━━━━━ DATA FOR THIS EXERCISE
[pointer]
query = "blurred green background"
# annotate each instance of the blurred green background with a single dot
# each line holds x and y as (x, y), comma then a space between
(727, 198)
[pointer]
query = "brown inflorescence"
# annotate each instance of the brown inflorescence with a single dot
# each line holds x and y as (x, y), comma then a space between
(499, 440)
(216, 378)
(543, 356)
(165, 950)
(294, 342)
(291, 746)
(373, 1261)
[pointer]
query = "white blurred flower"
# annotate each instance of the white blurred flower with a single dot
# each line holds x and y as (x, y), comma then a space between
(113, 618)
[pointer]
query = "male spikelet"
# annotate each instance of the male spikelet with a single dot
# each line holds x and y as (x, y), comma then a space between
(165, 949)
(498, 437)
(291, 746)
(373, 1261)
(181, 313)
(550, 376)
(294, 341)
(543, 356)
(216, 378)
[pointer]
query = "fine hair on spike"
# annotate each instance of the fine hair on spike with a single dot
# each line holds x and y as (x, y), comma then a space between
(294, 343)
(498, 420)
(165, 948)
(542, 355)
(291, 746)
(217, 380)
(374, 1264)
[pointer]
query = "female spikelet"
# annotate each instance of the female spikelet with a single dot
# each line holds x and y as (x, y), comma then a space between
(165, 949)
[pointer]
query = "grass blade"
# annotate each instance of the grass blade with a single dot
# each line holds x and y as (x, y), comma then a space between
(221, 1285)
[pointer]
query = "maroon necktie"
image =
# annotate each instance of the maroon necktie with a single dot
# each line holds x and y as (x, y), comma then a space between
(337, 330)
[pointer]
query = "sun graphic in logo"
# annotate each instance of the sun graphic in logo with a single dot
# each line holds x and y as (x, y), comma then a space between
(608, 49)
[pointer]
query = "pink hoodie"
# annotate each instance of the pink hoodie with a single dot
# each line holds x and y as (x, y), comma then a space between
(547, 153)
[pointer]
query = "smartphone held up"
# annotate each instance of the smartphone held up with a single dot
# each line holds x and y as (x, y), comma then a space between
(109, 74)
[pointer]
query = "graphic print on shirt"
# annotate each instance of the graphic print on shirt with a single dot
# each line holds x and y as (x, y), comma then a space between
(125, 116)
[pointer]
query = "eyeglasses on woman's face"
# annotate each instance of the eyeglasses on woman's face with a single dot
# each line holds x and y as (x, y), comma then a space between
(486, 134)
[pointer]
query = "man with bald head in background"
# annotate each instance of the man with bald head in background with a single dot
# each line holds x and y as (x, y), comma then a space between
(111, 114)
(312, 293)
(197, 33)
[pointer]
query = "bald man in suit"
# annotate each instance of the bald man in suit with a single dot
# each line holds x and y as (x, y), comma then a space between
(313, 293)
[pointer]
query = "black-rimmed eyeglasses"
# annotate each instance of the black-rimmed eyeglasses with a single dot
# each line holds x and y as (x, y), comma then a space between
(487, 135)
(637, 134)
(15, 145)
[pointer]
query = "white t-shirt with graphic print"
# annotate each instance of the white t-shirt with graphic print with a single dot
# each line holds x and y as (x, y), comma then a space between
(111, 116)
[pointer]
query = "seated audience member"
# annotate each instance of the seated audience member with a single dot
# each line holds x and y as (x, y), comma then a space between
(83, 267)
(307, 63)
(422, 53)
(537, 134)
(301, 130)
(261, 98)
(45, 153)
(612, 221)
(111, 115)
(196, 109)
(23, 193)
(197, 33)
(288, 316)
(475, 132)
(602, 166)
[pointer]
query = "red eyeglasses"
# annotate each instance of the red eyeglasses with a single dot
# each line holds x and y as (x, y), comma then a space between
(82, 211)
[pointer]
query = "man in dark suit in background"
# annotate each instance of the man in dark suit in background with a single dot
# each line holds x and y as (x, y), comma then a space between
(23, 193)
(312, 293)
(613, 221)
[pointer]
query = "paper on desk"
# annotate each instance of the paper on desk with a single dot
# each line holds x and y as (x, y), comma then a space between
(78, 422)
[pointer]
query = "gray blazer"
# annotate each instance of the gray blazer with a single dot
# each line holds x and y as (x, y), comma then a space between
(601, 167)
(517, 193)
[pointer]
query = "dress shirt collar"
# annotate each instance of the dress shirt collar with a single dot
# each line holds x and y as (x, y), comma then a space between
━━━━━━━━━━
▶ [REQUIRED WORK]: The records given above are to be repeated in full, exactly.

▶ [RESPONSE BELOW]:
[pointer]
query = "blurred green background"
# annotate each instance of the blurred green background with a single dot
# each line holds x and y as (x, y), comma then a space between
(727, 198)
[pointer]
query = "brown inflorescence"
# annotate each instance of the brown inflorescence with a single dot
# each line holds x and y as (x, y), comma then a space between
(499, 440)
(216, 378)
(543, 356)
(165, 950)
(294, 342)
(291, 746)
(373, 1261)
[pointer]
query = "white blurred flower"
# annotate each instance of the white blurred flower with a single dot
# each line holds x and y as (x, y), comma then a space between
(113, 618)
[pointer]
query = "male spikelet"
# annotate each instance of the male spikelet with a single dot
# each line holds x and y as (x, y), comma then a space between
(165, 949)
(498, 437)
(291, 746)
(373, 1261)
(181, 313)
(550, 376)
(294, 341)
(543, 356)
(216, 378)
[pointer]
query = "fine hair on spike"
# annotate each instance of the fine hair on spike with a single dot
# each line holds x and y as (x, y), comma then a space between
(294, 343)
(498, 420)
(165, 948)
(542, 355)
(291, 746)
(217, 380)
(374, 1264)
[pointer]
query = "female spikelet"
# annotate each instance of the female spikelet with a single dot
# each line holds x and y as (x, y), comma then a space between
(165, 949)
[pointer]
query = "grass blade"
# annotate each instance of the grass blade with a single dot
# each line holds x and y as (x, y), comma then a space between
(221, 1285)
[pointer]
query = "maroon necktie"
image =
# annotate each instance of the maroon necktie with a single dot
# each line holds x and y as (x, y), comma then a space between
(337, 330)
[pointer]
query = "sun graphic in logo"
# annotate each instance of the sun graphic in logo with a single dot
# each line holds x and y as (x, y), comma then a space between
(608, 49)
[pointer]
query = "pink hoodie"
# annotate each instance of the pink hoodie with a single dot
# each line holds x and y as (x, y), comma then a space between
(547, 153)
[pointer]
query = "smartphone held up"
# annotate each instance of the smartphone held up with a single dot
# each line holds x and y as (x, y), comma then a space between
(109, 74)
[pointer]
query = "graphic print on shirt"
# annotate each instance of the graphic print on shirt with a single dot
# each line holds x and y as (x, y), comma then a space between
(125, 116)
[pointer]
query = "eyeglasses on woman's face"
# annotate each instance of the eyeglasses on woman's face with a single dot
# each line holds x and y as (x, y), comma then a space between
(486, 134)
[pointer]
query = "man with bald head in background"
# annotate each instance of the man with bald head in background with a single dot
# each line holds x and y as (x, y), comma then a space between
(111, 114)
(312, 293)
(197, 33)
[pointer]
query = "bald man in suit"
# annotate each instance of the bald man in suit with a single dot
# each line holds x and y as (x, y), comma then a space between
(313, 293)
[pointer]
query = "black-rimmed eyeglasses"
# annotate each instance of the black-rimmed eyeglasses with a single dot
# each line holds x and y as (x, y), comma then a space between
(487, 135)
(637, 134)
(15, 145)
[pointer]
query = "white t-shirt with graphic print"
# annotate each instance of the white t-shirt with graphic print with a single dot
# each line holds x and y as (x, y), comma then a space between
(111, 116)
[pointer]
query = "seated audience member"
# annotate each instance of the seated audience member with a single dot
# each line holds x and y as (x, y), comma then a space between
(83, 267)
(307, 63)
(422, 53)
(537, 134)
(301, 130)
(261, 98)
(45, 153)
(612, 221)
(111, 115)
(196, 109)
(23, 193)
(197, 33)
(288, 316)
(475, 132)
(602, 166)
[pointer]
query = "red eyeglasses"
# annotate each instance of the red eyeglasses with a single dot
# each line holds x and y as (x, y), comma then a space between
(82, 211)
[pointer]
query = "man in dark suit in background"
# annotate each instance of the man in dark suit in background with a single dot
# each line holds x and y as (x, y), comma then a space between
(23, 193)
(312, 293)
(613, 221)
[pointer]
query = "paper on desk"
# annotate each instance of the paper on desk with a single dot
# each line holds x and y as (x, y), comma then a space between
(78, 422)
[pointer]
query = "gray blazer"
# annotate each instance of the gray blazer with a single dot
# each line holds x and y as (x, y), comma then a space between
(601, 167)
(517, 193)
[pointer]
query = "dress shirt collar"
# annotate each instance of the dress shirt collar with a single dot
# each line holds x and y as (x, y), comma then a space between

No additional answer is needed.